#### Task:
The records below are to be copied word for word, with every picture left out.

-- begin Record extracts --

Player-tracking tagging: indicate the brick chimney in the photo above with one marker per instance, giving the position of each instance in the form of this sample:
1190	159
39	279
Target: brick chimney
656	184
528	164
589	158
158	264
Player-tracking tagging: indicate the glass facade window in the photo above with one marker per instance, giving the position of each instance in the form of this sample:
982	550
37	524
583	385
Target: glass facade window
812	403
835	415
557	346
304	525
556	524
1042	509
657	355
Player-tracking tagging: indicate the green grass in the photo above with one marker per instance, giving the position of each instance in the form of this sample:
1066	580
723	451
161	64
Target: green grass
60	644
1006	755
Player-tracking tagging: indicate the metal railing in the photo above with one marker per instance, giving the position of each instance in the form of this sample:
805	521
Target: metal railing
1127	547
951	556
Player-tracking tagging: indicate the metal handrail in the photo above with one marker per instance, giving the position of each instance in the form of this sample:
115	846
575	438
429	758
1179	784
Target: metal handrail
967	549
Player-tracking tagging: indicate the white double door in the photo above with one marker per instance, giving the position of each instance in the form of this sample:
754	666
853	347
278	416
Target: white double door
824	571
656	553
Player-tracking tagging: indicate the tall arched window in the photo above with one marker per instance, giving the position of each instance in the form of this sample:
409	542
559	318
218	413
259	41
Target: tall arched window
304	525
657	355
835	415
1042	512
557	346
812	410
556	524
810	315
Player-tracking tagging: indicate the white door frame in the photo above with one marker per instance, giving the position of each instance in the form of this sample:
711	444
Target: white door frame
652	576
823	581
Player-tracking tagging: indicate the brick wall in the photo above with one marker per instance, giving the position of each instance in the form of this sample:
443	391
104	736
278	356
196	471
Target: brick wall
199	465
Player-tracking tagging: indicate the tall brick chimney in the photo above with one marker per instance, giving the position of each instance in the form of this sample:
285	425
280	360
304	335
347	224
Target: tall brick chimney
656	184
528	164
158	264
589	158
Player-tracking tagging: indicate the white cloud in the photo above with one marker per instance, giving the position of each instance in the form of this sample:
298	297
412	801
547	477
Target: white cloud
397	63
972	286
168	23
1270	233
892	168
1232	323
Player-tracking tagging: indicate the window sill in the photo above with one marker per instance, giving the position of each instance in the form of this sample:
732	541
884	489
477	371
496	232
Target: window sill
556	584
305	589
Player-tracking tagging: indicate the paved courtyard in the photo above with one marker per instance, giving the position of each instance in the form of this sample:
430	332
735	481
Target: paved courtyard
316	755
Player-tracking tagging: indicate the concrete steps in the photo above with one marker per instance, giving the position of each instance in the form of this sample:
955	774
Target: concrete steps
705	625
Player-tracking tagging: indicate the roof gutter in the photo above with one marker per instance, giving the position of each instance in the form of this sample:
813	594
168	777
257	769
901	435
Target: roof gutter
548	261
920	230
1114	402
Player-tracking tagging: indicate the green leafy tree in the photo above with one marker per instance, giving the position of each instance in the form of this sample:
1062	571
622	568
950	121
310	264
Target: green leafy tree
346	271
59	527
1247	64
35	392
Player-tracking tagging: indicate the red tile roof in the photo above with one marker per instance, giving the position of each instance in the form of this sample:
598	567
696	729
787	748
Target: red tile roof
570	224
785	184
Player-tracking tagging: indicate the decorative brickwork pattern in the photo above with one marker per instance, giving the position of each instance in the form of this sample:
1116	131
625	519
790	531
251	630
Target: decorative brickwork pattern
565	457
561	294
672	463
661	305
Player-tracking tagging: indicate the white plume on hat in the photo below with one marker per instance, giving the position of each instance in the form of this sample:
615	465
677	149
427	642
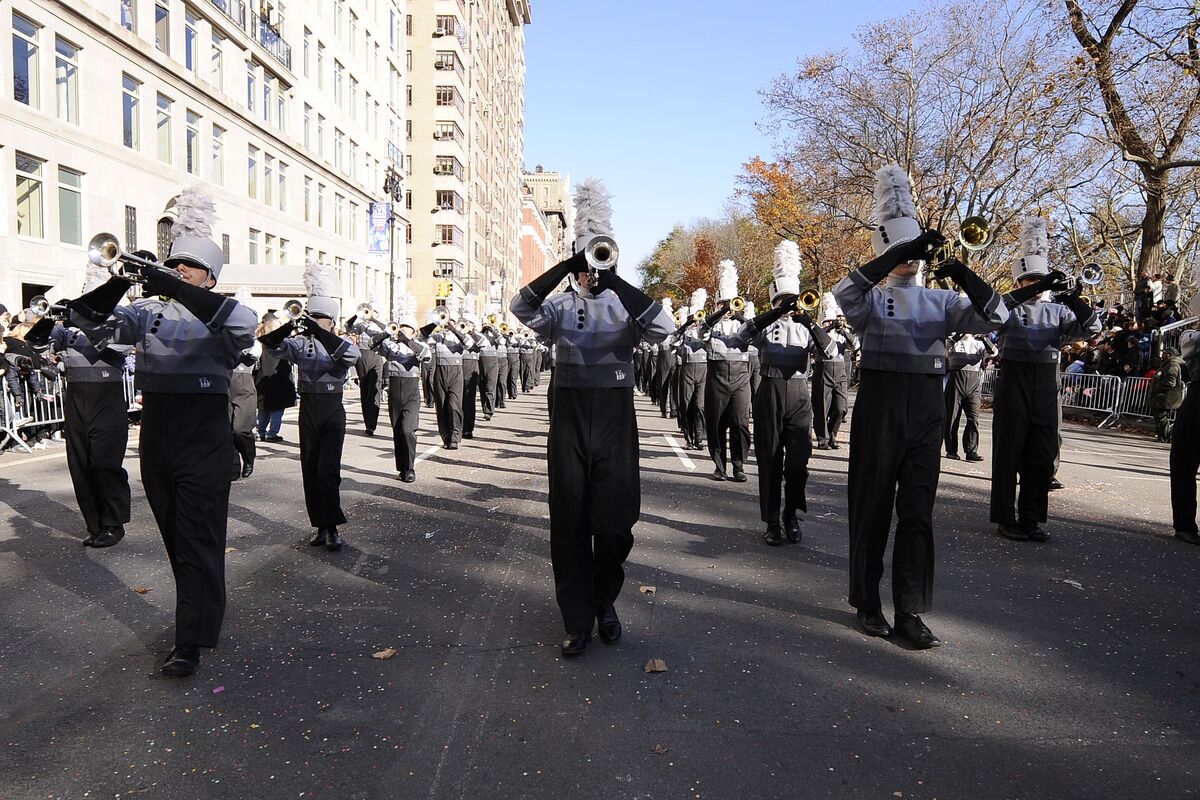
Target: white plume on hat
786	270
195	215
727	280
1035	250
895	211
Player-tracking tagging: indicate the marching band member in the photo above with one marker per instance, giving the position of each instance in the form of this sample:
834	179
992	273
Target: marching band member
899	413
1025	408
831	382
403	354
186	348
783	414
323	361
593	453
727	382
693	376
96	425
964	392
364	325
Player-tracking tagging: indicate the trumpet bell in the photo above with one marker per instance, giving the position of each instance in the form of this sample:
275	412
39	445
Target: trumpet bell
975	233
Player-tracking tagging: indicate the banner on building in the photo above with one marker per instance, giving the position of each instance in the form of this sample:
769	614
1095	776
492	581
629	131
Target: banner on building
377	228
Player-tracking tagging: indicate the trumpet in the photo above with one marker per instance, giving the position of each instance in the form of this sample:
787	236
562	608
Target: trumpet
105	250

-- end Record extracts --

#### Result:
Player-tracking tagging: indicate the brick chimney in the photo above with one marker per instance, giving the position of each instance in the form of this sample:
1190	159
39	279
Target: brick chimney
656	184
528	164
589	158
158	264
Player-tracking tagging: indicate the glass facade window in the photo above with one marker per instance, giving the position of each instance in the form of this sample:
982	550
37	524
583	385
Target: glass facade window
812	403
835	415
557	346
304	525
556	524
1042	509
657	355
Player-tracking tagging: indicate the green grass in the photo above with one marker per instance, giving the position of each instance in the form of this sample:
1066	580
723	451
161	64
Target: green grass
60	644
1006	755
Player-tracking tagging: indicate the metal railing in the photo above with one marker per instance, giving the position of each instance in the form of this sample:
805	521
Target: metal railing
1127	547
951	556
Player-tracking tagging: indicate the metal handrail in the photo above with one marker per instance, giving the position of each instance in the form of this sample:
115	846
575	438
429	758
1179	784
Target: metal handrail
967	549
Player-tracking tagging: indicate the white double door in the photo above with one marker per instance, giving the position of each instance in the form of this sample:
754	666
853	347
278	416
Target: white double door
824	571
656	553
Player-tracking tagging: indicate the tall arched window in the photo above with one marker per instance, giving the position of each instance in the form of this sample:
409	542
559	318
218	413
259	41
Target: tall arched window
304	525
657	355
835	415
1042	512
557	346
812	410
556	524
810	315
Player-tracking tagging: indicate the white door frame in the photo above with one marker per instance, giving the position of each instance in the form of this sample:
711	444
Target: white door frame
652	576
823	581
Player-tracking tagging: indicate the brick wall in the photo above with one marker per instance, giving the position of each instance in the form of this sample:
443	391
104	736
278	356
196	471
Target: brick wall
199	465
Player-tracking tagging: indicate the tall brick chimney in the photo above with one marker per instance, giving the position of each instance in the form of this sample:
285	425
280	360
304	335
347	224
Target: tall brick chimney
656	184
528	164
158	264
589	158
Player-tracking tagging: indicate the white cloud in the photo above with one marker per instance, giving the position of each instance in the form of this sample:
298	297
412	801
547	477
Target: white cloud
397	63
972	286
168	23
1270	233
892	168
1232	323
Player-tracking tagging: indicate the window sill in the photo above with one marker per instance, giving the position of each instance in the form of this sample:
732	541
884	489
477	371
496	232
Target: window sill
556	584
305	589
Player-tracking tagging: indicate the paved courtyard in the photo above with one marker per instance, giving the position of each instance in the form of this sample:
430	332
735	481
Target: paved courtyard
316	755
Player-tracking tagging: indicate the concrete steps in the photo above with one marker per instance, giving the position of each instance in the form of this sample:
955	774
Target: concrete steps
705	625
Player-tracking tagging: indicate the roof gutter in the photo above with one marker per instance, giving the position of each instance in the form of this sample:
813	594
168	777
257	769
901	435
Target: roof gutter
548	261
920	230
1114	402
Player-tracking tagging: indicate the green leafy tree in the photo above with one marker per instance, giving the position of each instance in the form of this sample:
1062	571
622	568
950	121
310	264
Target: green leafy tree
346	271
59	527
1247	64
35	392
Player-tracking tagging: indicate the red tile roof in the photo above with one marker per instance, giving the position of each instance in the form of this sample:
598	567
696	729
787	748
Target: red tile roof
570	224
785	184
Player-tracking tagging: indicate the decorative brickwork pattern in the photo above with one marker per instance, giving the position of each instance in the form of this sample:
1116	131
625	519
790	531
251	630
Target: decorative brickwork pattern
565	457
561	294
672	463
661	305
Player-tracking tagging: indicate the white plume on hat in the photo below with one marker per instance, giving the position of each instance in the form of this sample:
615	465
677	149
427	642
Target: white plume on hat
786	270
195	215
727	280
1035	250
895	211
Player-tracking tagging: indicate the marching band member in the photo above with one marker per instance, giving the position of each instance in the form of this sample:
834	179
992	273
Target: marching band member
899	413
1025	408
831	382
403	354
186	348
783	414
323	361
593	453
727	382
693	376
96	425
964	392
364	325
Player-tracking tagging: indicate the trumpet bell in the photo above with one marker per instance, giving the position of each instance in the form of this sample:
275	412
39	445
Target: trumpet bell
975	233
Player-tracking tagging: indicate the banner on building in the photo above with one marker per instance, giving the position of each instance in the form of this sample:
769	614
1095	776
492	581
629	131
Target: banner on building
377	228
Player-tracking tagging: indicate the trumpet in the photo above with one marker per instance, giving the position of each instance in the form of this sample:
787	236
562	608
Target: trumpet
105	250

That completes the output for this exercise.